**Instruções do exercício:**
Converta em tabela Markdown as linhas da listagem entre a que contém "Reviewer note: verify that every instance of the misty" e a que contém "<point>845,589</point>", inclusive, omitindo as linhas em branco. Use as colunas "Número" e "Linha da listagem".

—————

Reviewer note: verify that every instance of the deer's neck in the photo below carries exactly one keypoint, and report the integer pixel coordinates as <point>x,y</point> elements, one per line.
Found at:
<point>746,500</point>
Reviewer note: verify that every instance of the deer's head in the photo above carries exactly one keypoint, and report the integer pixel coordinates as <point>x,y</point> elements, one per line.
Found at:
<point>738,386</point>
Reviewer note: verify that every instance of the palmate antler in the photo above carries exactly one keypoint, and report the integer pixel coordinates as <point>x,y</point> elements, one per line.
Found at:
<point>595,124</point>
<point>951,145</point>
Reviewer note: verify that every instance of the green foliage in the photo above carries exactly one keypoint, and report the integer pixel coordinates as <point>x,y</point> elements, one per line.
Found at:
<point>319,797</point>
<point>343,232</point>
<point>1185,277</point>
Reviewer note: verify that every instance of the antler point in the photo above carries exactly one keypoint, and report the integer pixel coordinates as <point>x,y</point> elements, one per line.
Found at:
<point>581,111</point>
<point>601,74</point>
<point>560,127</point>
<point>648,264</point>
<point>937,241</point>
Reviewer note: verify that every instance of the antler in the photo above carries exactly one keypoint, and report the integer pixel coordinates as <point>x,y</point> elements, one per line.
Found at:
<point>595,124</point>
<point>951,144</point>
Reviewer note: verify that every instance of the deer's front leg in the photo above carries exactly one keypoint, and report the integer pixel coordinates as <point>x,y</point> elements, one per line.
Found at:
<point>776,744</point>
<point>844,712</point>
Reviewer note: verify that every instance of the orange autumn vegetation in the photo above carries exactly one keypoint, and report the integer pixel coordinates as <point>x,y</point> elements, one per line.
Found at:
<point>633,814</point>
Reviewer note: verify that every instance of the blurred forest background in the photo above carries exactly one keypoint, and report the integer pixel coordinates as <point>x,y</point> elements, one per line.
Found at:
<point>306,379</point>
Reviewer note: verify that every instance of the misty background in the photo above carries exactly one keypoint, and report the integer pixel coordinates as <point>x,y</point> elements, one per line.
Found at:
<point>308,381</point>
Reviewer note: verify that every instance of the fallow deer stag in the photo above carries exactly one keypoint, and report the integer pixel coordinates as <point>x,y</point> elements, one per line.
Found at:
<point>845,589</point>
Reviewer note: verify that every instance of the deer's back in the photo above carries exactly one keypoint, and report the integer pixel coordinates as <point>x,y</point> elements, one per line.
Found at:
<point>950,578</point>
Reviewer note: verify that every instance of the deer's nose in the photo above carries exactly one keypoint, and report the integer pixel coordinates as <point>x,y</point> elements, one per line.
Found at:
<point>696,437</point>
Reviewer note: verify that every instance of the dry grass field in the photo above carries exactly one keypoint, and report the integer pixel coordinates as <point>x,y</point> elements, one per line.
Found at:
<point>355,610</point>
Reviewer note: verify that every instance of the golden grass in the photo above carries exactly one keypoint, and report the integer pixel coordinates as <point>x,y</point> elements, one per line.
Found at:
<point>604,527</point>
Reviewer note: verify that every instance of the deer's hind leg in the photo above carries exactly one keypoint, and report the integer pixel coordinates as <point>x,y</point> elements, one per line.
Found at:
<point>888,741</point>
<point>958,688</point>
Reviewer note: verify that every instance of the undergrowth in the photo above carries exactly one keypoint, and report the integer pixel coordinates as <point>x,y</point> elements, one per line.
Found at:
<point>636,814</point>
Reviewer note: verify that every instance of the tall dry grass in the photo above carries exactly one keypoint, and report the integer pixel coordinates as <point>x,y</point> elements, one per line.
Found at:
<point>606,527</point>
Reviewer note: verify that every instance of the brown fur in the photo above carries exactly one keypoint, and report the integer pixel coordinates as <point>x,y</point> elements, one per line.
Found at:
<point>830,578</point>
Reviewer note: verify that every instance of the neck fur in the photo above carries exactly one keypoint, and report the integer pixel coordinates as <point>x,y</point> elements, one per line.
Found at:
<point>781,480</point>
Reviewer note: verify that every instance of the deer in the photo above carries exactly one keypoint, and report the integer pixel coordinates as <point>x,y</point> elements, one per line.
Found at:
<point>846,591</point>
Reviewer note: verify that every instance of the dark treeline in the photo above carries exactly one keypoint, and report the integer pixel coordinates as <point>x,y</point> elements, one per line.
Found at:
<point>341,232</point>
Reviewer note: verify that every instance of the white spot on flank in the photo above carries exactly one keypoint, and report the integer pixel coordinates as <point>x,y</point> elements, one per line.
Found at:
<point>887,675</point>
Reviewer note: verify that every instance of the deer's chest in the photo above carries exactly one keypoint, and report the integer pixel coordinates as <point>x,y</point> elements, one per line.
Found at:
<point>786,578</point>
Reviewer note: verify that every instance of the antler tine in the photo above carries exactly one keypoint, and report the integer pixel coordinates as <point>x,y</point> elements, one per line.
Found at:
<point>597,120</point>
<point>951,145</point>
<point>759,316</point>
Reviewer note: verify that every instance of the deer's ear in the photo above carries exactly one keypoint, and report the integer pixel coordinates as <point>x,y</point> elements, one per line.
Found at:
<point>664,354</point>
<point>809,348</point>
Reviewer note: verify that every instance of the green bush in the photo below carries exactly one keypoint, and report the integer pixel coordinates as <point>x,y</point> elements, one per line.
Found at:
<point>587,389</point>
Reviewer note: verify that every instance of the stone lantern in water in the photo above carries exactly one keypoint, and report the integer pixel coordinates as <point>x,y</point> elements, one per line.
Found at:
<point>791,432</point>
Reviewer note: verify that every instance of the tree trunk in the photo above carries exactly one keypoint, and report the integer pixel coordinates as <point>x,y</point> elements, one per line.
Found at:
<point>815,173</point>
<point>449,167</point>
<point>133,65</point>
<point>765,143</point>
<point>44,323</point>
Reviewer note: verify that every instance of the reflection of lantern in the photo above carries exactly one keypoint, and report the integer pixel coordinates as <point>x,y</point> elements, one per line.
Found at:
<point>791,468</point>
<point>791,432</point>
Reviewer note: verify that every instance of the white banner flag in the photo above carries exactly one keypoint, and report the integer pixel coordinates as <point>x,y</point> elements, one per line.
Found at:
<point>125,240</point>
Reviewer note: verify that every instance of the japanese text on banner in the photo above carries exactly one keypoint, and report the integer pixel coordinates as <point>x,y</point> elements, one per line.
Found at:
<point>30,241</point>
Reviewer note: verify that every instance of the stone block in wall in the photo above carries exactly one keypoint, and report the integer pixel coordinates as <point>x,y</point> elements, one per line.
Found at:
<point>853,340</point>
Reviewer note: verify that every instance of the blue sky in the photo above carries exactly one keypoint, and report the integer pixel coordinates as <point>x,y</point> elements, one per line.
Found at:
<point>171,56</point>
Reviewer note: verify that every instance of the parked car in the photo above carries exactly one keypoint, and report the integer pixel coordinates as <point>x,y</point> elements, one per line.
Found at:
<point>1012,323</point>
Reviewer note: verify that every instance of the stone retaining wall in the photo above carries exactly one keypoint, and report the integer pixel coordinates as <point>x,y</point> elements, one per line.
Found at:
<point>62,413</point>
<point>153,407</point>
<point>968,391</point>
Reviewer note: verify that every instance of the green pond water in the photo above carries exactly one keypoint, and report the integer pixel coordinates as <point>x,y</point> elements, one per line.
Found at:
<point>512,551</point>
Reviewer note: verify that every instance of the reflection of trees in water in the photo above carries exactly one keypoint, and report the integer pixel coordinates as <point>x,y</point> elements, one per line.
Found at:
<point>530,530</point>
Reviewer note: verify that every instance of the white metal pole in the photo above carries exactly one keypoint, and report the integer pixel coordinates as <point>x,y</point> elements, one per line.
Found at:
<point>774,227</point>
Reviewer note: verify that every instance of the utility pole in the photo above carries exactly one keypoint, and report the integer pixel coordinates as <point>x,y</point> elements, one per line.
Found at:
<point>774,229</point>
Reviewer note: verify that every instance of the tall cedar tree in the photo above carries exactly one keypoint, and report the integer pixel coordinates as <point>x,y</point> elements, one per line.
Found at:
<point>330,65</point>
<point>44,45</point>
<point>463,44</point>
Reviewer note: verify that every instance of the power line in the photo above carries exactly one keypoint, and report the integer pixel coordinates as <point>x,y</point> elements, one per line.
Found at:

—————

**Resposta do exercício:**
| Número | Linha da listagem |
|---|---|
| 1 | Reviewer note: verify that every instance of the misty background in the photo above carries exactly one keypoint, and report the integer pixel coordinates as <point>x,y</point> elements, one per line. |
| 2 | Found at: |
| 3 | <point>308,381</point> |
| 4 | Reviewer note: verify that every instance of the fallow deer stag in the photo above carries exactly one keypoint, and report the integer pixel coordinates as <point>x,y</point> elements, one per line. |
| 5 | Found at: |
| 6 | <point>845,589</point> |